Written request 1: Repeat the rows below word for word, starting with their first line and going on through the line containing "point(426, 695)". Leave out the pictures.

What time on Sundays? As far as the indoor 1/18th - 1/12th scale track, my understanding is that the landlord never released the space to them. It's still there, but not occupied.

Let us know what time guys!

PD2


----------



## Chase4556 (Aug 26, 2008)

Yeah, we were trying to get into a new spot for the shop, and were going to have indoor 1/18th scale racing, the landlord never got a move on, there was problems with A/C units and what not. 

Anyway, Lyn is heading up our parkinglot racing, and we are hoping that will take off. We open at 12 on sundays, but I think it will be set up before that, so come on out. For now, I think it would be okay to bring whatever you want(maybe not monster trucks, ect), and for the first few times i dont think we will actually be "racing" just having fun and seeing what the turn out is.

And dont worry yall, I'm not going to be here this weekend, so you will actually be able to drive, and not have me running you off the track. Haha.


----------



## PD2 (Jul 1, 2005)

Dang it! Before noon is no good for me. Afternoon would have been better - somewhere around 3pm or so.

Randy's is definitely close enough that I'd go race there - time just does not work out for me.

PD2


----------



## Guffinator (Aug 27, 2005)

What a blast!

Thanks to Biggie and Randy for putting it on. Wasn't really a race, more of doing some hot laps with friends but man did I have fun!

Think I'm going to build me a car specifically for Randy's parking lot.


----------



## Gary (May 21, 2004)

Need pics!


----------



## jelias (Sep 7, 2004)

What did they run out there? Is it oval and/or drag racing or did they set up a road course type track with jumps and all? 

I was at the Texans massacre today so I didn't get to go out there but depending on the type of set up, I may go out there in the future.


----------



## Gary (May 21, 2004)

jelias said:


> What did they run out there? Is it oval and/or drag racing or did they set up a road course type track with jumps and all?
> 
> I was at the Texans massacre today so I didn't get to go out there but depending on the type of set up, I may go out there in the future.


That game was ugly! :headknock


----------



## Guffinator (Aug 27, 2005)

jelias said:


> What did they run out there? Is it oval and/or drag racing or did they set up a road course type track with jumps and all?
> 
> I was at the Texans massacre today so I didn't get to go out there but depending on the type of set up, I may go out there in the future.

Excerpted data:
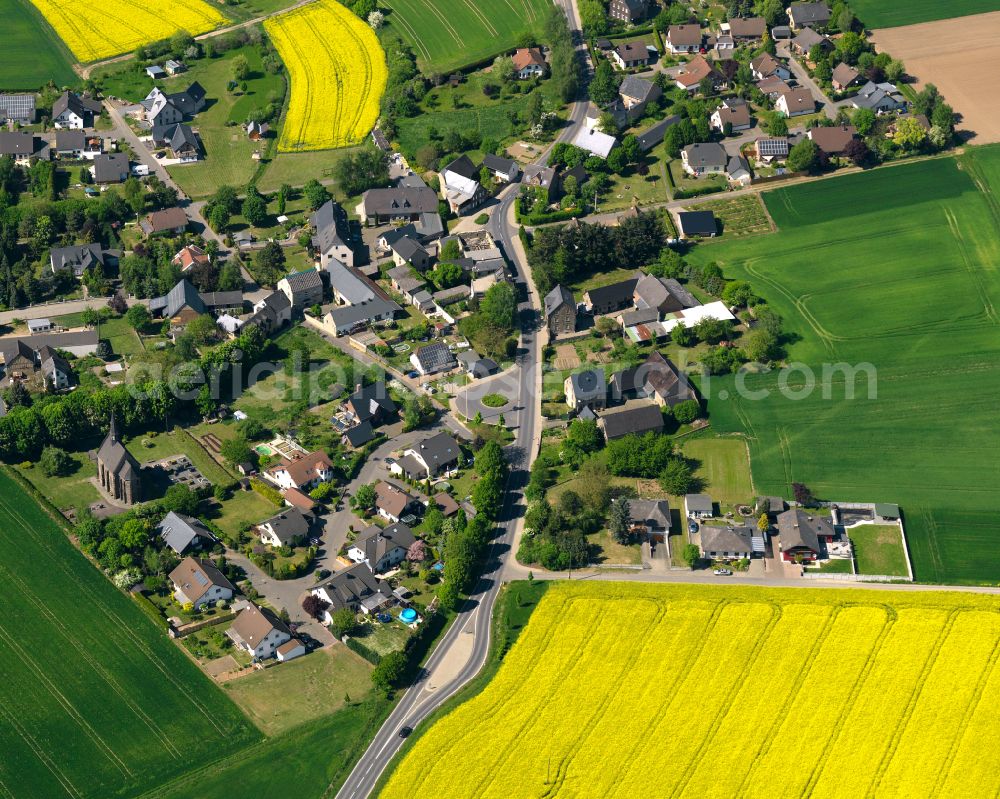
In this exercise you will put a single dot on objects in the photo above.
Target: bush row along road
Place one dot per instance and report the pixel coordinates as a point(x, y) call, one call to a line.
point(426, 695)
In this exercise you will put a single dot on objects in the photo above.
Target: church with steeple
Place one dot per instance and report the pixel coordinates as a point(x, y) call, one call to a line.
point(117, 469)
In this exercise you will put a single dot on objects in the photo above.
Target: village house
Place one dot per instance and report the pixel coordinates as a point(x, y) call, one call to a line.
point(110, 168)
point(392, 502)
point(189, 257)
point(118, 471)
point(400, 204)
point(460, 185)
point(767, 66)
point(24, 147)
point(355, 588)
point(694, 72)
point(635, 94)
point(649, 519)
point(704, 158)
point(303, 289)
point(382, 549)
point(80, 257)
point(698, 506)
point(628, 11)
point(726, 543)
point(594, 141)
point(629, 55)
point(771, 149)
point(638, 419)
point(795, 102)
point(433, 358)
point(807, 14)
point(733, 112)
point(303, 473)
point(169, 220)
point(683, 39)
point(586, 389)
point(286, 529)
point(844, 76)
point(73, 111)
point(528, 62)
point(807, 39)
point(613, 297)
point(437, 455)
point(802, 535)
point(505, 170)
point(833, 140)
point(181, 533)
point(198, 582)
point(657, 379)
point(560, 311)
point(258, 632)
point(331, 232)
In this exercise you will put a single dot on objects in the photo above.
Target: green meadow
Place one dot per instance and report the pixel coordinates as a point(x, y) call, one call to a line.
point(32, 53)
point(894, 13)
point(96, 701)
point(449, 34)
point(896, 268)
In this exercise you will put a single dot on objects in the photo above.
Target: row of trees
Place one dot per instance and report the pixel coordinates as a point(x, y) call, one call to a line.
point(63, 420)
point(567, 254)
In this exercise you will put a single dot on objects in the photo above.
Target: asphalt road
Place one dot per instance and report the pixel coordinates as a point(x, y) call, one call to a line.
point(421, 699)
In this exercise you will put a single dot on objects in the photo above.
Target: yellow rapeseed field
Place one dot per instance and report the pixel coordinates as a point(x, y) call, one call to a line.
point(338, 74)
point(684, 692)
point(97, 29)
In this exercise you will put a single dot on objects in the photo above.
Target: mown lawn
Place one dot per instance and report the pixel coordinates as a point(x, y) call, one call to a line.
point(724, 466)
point(96, 701)
point(227, 156)
point(304, 689)
point(892, 14)
point(451, 34)
point(878, 549)
point(33, 54)
point(737, 216)
point(892, 271)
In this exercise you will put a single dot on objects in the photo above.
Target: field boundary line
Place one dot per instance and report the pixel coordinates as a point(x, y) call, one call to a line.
point(777, 611)
point(137, 641)
point(61, 699)
point(495, 705)
point(40, 753)
point(682, 673)
point(567, 760)
point(904, 720)
point(92, 662)
point(531, 718)
point(819, 768)
point(963, 726)
point(767, 739)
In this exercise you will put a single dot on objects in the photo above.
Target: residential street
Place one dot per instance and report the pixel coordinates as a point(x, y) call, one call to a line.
point(251, 291)
point(332, 528)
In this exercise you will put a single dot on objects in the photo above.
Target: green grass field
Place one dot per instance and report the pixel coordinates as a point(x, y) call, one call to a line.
point(892, 13)
point(878, 549)
point(33, 54)
point(95, 700)
point(724, 466)
point(285, 696)
point(456, 33)
point(896, 268)
point(227, 156)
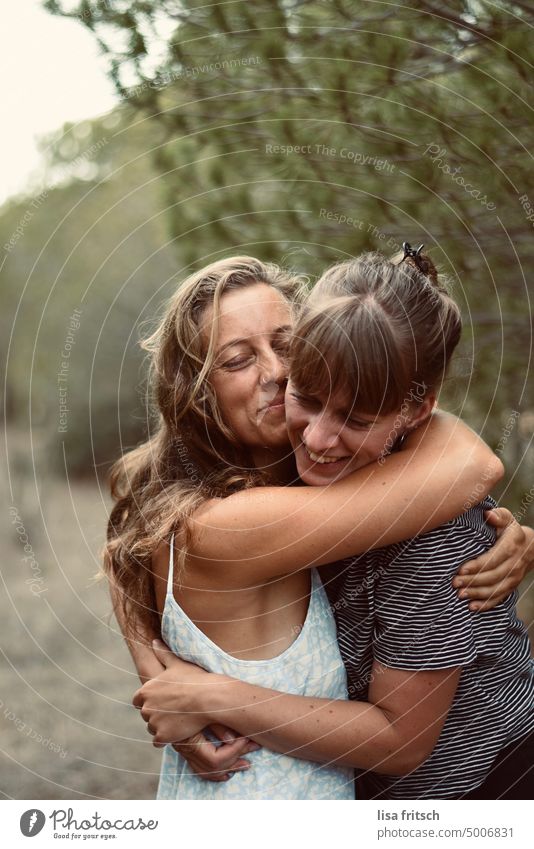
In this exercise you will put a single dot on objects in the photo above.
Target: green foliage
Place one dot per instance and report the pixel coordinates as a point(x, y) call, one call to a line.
point(413, 120)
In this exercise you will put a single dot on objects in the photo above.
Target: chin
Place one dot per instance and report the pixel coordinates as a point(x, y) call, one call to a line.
point(317, 477)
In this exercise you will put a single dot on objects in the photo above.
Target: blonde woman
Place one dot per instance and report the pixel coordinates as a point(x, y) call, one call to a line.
point(211, 541)
point(442, 702)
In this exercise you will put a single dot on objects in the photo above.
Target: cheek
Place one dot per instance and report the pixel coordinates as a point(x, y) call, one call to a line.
point(296, 418)
point(234, 393)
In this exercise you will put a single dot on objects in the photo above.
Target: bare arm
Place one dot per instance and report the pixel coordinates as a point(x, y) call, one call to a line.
point(393, 733)
point(255, 535)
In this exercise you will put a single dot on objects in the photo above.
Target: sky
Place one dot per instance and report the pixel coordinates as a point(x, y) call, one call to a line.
point(52, 73)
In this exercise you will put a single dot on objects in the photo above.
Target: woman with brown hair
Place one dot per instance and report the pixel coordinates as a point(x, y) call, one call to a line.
point(217, 476)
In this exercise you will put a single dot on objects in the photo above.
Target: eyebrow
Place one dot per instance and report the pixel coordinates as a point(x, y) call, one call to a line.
point(233, 342)
point(348, 413)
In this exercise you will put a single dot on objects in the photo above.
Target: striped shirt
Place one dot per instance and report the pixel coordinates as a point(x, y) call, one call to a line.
point(396, 605)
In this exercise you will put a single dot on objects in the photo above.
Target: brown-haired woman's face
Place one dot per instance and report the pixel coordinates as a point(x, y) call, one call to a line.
point(249, 375)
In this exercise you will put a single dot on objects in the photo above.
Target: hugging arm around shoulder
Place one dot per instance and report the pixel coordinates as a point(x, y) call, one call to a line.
point(271, 531)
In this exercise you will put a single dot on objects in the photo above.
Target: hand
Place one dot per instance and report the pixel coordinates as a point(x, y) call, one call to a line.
point(494, 575)
point(215, 763)
point(170, 704)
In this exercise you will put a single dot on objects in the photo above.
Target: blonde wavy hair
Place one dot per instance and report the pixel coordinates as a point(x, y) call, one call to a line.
point(192, 455)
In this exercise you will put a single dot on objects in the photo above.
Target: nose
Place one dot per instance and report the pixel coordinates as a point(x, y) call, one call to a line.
point(321, 434)
point(273, 369)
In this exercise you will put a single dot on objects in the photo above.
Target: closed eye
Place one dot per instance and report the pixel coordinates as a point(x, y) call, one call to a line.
point(238, 362)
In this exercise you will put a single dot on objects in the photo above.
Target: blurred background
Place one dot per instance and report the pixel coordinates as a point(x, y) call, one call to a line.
point(146, 139)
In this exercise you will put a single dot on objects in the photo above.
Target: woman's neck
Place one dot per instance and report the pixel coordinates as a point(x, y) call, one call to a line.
point(279, 464)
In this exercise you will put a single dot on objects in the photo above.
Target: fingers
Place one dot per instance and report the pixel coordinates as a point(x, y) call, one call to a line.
point(223, 733)
point(488, 578)
point(198, 768)
point(483, 606)
point(215, 763)
point(499, 517)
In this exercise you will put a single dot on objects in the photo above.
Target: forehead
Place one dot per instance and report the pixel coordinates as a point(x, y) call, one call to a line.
point(334, 400)
point(253, 311)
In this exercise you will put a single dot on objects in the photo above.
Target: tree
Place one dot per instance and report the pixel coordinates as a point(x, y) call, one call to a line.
point(305, 132)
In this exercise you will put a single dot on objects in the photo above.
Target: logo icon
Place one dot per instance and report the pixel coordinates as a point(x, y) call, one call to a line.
point(31, 822)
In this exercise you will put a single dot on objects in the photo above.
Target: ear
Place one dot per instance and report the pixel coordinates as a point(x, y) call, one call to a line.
point(421, 412)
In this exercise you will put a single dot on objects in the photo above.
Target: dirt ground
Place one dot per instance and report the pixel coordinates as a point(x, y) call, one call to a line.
point(66, 679)
point(68, 728)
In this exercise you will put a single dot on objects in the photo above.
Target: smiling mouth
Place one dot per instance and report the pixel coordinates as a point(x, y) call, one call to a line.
point(323, 459)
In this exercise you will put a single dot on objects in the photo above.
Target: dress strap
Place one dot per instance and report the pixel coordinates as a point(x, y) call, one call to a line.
point(170, 577)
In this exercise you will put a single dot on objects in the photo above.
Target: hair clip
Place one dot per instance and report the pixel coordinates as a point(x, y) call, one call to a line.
point(422, 264)
point(411, 252)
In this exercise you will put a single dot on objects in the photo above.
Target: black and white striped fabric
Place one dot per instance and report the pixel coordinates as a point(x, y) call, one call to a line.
point(397, 605)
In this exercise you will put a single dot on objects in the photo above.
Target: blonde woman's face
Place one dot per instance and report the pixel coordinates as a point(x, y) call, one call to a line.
point(249, 375)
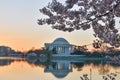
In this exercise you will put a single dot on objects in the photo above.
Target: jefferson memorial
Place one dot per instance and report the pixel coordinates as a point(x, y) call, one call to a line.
point(61, 46)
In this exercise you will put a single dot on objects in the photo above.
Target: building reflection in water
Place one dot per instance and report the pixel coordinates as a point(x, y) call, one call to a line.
point(59, 69)
point(5, 62)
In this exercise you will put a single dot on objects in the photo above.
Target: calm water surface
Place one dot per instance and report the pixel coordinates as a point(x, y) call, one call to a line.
point(21, 69)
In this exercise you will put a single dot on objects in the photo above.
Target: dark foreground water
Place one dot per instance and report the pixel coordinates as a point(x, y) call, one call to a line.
point(22, 69)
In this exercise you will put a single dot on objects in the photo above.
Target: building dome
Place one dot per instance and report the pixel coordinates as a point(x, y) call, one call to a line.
point(60, 41)
point(60, 74)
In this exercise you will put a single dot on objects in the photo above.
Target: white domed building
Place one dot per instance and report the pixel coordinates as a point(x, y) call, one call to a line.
point(62, 46)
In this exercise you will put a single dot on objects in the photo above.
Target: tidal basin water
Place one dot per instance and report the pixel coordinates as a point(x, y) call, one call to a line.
point(22, 69)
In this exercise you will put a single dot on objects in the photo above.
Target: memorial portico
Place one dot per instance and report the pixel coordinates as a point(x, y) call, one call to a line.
point(61, 46)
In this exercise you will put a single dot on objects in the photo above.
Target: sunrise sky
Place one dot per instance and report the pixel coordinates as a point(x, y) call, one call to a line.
point(20, 31)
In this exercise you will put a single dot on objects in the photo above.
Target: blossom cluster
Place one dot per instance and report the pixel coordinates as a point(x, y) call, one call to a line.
point(98, 14)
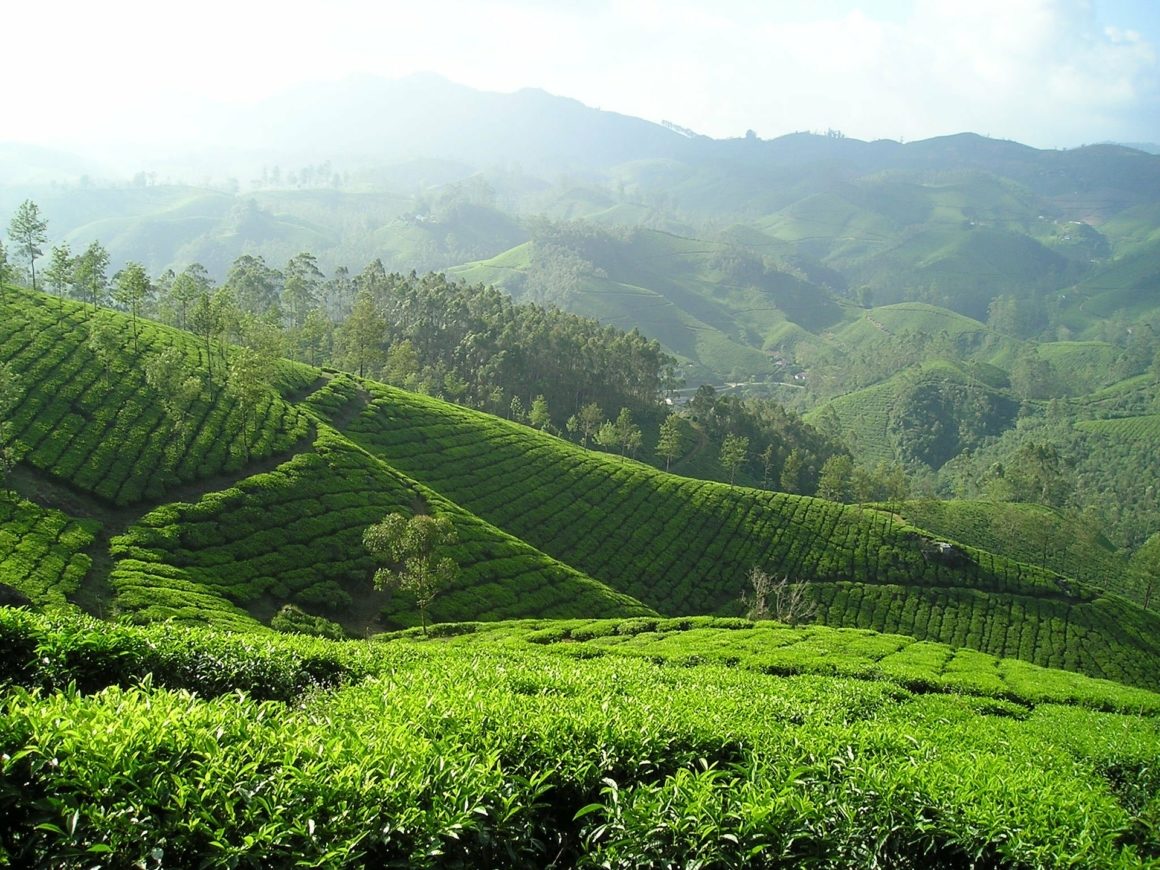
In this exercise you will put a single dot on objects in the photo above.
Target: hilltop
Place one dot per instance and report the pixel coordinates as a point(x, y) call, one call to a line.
point(589, 742)
point(246, 508)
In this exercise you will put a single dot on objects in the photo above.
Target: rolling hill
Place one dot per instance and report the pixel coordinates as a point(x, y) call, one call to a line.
point(215, 526)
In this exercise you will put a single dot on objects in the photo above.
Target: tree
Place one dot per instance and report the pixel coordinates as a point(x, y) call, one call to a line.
point(517, 413)
point(132, 289)
point(539, 415)
point(6, 268)
point(1039, 475)
point(29, 232)
point(360, 336)
point(186, 289)
point(255, 285)
point(795, 469)
point(411, 552)
point(1146, 565)
point(769, 599)
point(835, 481)
point(606, 436)
point(301, 290)
point(247, 379)
point(671, 442)
point(628, 434)
point(205, 321)
point(91, 278)
point(11, 450)
point(401, 367)
point(734, 450)
point(60, 272)
point(104, 343)
point(587, 421)
point(176, 386)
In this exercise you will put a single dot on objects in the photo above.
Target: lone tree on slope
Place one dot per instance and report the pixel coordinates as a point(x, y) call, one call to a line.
point(411, 552)
point(29, 232)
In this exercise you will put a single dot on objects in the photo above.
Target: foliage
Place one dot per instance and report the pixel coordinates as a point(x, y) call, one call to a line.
point(679, 545)
point(101, 433)
point(295, 621)
point(411, 551)
point(28, 231)
point(776, 599)
point(391, 754)
point(295, 534)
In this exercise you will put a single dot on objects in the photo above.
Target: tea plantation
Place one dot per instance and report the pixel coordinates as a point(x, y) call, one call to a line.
point(639, 742)
point(683, 546)
point(171, 512)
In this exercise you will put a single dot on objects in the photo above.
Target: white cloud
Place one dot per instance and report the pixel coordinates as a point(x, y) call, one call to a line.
point(1048, 72)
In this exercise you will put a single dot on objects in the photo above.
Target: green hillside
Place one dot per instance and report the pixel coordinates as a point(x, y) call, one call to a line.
point(705, 302)
point(684, 546)
point(226, 523)
point(277, 521)
point(587, 744)
point(1030, 534)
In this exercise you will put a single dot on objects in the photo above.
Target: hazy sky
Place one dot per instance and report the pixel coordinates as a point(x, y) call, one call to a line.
point(1044, 72)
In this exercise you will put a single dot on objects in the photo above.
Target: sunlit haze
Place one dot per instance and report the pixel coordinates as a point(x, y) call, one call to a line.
point(1050, 73)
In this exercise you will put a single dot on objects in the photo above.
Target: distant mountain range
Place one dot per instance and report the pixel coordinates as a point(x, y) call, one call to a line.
point(729, 251)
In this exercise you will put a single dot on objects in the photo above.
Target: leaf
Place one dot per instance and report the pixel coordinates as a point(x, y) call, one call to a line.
point(587, 811)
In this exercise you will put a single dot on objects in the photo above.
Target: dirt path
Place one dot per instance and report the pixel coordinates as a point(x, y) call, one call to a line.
point(95, 592)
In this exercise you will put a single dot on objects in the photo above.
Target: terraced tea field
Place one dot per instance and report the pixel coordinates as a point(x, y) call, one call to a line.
point(615, 744)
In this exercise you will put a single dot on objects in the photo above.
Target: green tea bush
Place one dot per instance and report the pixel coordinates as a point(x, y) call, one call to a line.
point(466, 749)
point(106, 432)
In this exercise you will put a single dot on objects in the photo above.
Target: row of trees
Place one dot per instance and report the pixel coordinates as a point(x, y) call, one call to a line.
point(466, 343)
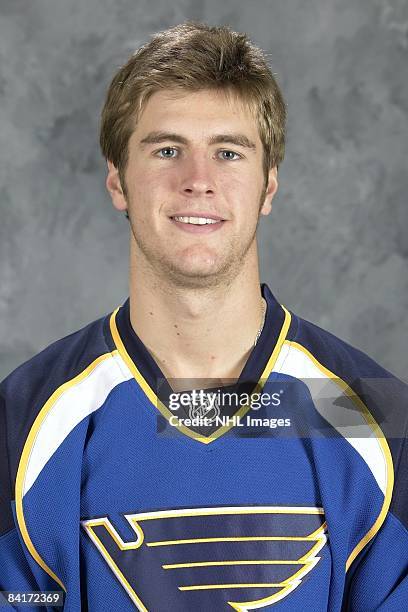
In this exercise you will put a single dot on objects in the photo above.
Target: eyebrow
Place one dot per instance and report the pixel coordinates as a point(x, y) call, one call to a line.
point(236, 139)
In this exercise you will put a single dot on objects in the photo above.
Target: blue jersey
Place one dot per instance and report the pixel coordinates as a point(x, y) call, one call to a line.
point(116, 493)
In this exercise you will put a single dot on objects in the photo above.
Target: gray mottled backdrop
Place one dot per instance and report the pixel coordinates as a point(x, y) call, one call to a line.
point(335, 248)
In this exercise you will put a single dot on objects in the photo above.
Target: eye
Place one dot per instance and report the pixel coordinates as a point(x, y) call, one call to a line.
point(231, 152)
point(167, 149)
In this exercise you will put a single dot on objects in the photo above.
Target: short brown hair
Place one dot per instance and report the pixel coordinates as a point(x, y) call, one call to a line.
point(193, 56)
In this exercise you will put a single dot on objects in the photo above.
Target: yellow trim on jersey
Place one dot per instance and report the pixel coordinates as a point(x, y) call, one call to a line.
point(25, 456)
point(381, 440)
point(164, 410)
point(309, 560)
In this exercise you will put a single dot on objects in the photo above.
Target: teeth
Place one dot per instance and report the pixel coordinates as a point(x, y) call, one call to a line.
point(195, 220)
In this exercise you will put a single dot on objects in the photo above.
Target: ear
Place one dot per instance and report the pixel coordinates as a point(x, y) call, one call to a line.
point(271, 189)
point(115, 188)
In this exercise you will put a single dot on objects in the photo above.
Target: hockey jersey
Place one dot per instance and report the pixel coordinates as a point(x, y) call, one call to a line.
point(121, 496)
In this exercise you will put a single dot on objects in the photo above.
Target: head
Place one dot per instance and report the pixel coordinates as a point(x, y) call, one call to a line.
point(193, 80)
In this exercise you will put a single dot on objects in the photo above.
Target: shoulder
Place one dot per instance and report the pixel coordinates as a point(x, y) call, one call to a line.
point(379, 393)
point(25, 391)
point(334, 353)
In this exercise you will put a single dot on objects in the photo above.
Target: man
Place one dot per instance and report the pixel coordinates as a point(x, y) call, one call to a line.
point(115, 491)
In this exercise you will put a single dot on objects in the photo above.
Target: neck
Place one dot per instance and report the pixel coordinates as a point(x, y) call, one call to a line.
point(197, 333)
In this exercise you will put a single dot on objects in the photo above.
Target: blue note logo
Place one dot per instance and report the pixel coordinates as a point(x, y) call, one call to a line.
point(223, 558)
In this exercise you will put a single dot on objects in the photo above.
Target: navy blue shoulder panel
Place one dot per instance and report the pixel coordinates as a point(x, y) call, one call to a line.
point(385, 395)
point(24, 392)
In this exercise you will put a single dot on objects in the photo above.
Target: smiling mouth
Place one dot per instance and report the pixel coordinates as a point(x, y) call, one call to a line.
point(197, 220)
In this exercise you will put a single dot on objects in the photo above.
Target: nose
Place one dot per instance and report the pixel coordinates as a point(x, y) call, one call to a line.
point(197, 177)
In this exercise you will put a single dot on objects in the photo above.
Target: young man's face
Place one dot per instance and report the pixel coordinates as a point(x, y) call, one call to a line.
point(194, 157)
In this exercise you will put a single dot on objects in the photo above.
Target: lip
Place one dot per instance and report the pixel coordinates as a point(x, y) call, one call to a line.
point(195, 213)
point(198, 229)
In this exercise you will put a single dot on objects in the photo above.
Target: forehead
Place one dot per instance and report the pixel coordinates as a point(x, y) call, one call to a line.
point(201, 110)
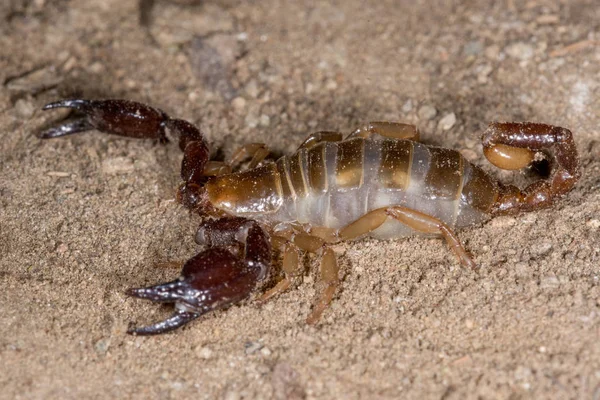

Written request 2: Transcribe the forum thread on parking-lot RC racing word for word, starting with "Yeah, we were" and going on through "around 3pm or so.".

Exercise output 1:
In this exercise you will put a single dot on objects in the photo above.
Target: bush row along road
Place one dot per instance and report the pixel coordinates as a point(x, y) call, one call to a line.
point(426, 695)

Exercise output 2:
Yeah, we were trying to get into a new spot for the shop, and were going to have indoor 1/18th scale racing, the landlord never got a move on, there was problems with A/C units and what not. 

Anyway, Lyn is heading up our parkinglot racing, and we are hoping that will take off. We open at 12 on sundays, but I think it will be set up before that, so come on out. For now, I think it would be okay to bring whatever you want(maybe not monster trucks, ect), and for the first few times i dont think we will actually be "racing" just having fun and seeing what the turn out is.

And dont worry yall, I'm not going to be here this weekend, so you will actually be able to drive, and not have me running you off the track. Haha.


----------



## PD2 (Jul 1, 2005)

Dang it! Before noon is no good for me. Afternoon would have been better - somewhere around 3pm or so.